[DATA PROVIDED]

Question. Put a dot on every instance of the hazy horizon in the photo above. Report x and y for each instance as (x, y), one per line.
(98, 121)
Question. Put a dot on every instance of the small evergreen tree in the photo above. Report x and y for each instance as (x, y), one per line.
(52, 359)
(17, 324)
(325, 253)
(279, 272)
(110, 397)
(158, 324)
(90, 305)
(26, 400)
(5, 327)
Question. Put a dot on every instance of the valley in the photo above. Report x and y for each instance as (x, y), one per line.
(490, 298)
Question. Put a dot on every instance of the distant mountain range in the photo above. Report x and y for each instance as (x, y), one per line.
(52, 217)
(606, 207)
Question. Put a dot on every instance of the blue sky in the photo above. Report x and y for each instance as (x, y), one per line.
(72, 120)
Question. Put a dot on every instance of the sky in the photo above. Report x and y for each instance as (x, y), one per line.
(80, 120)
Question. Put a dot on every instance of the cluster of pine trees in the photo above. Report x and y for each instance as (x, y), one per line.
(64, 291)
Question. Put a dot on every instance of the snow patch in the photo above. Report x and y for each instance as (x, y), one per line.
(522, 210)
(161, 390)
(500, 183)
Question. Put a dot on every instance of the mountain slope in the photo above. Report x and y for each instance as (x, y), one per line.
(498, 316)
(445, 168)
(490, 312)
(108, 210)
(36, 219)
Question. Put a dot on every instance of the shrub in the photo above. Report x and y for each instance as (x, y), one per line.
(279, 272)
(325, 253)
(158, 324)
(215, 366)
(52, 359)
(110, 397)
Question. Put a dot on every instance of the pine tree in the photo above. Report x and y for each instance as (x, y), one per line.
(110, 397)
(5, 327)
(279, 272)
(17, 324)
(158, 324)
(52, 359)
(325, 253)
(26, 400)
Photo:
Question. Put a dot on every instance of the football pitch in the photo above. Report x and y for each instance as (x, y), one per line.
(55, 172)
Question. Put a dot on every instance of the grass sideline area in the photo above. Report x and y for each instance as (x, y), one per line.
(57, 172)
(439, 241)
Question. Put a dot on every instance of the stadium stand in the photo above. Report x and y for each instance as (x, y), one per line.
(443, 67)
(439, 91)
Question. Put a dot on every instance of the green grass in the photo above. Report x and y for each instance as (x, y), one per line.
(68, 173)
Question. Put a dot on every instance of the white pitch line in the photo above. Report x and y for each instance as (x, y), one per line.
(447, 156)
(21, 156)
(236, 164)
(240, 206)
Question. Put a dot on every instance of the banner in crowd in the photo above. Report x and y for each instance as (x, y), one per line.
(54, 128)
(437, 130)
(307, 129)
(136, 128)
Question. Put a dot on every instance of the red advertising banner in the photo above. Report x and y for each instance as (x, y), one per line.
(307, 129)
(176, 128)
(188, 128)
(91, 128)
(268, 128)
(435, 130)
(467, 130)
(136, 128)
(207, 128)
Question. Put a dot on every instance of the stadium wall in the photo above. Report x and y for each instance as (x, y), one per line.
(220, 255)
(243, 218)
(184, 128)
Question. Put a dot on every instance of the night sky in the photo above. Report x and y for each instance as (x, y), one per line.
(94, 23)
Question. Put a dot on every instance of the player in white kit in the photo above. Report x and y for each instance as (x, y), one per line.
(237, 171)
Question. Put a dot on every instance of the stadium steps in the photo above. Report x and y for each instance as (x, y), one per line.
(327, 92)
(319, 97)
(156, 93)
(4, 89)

--

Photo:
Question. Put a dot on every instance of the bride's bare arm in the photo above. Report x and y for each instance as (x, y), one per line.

[BRIEF]
Please gather every line in the items above that contains the string "pitch" and copy each of those lines in full. Case counts when matching.

[RESPONSE TO THIS EXERCISE]
Question. Put a dot on every instance of the football pitch in the photo above. Report x and y for each instance as (x, y), one per line.
Question. Put a dot on every instance of the white pitch line in the photo above. Report x and y for each instance as (x, y), one per line.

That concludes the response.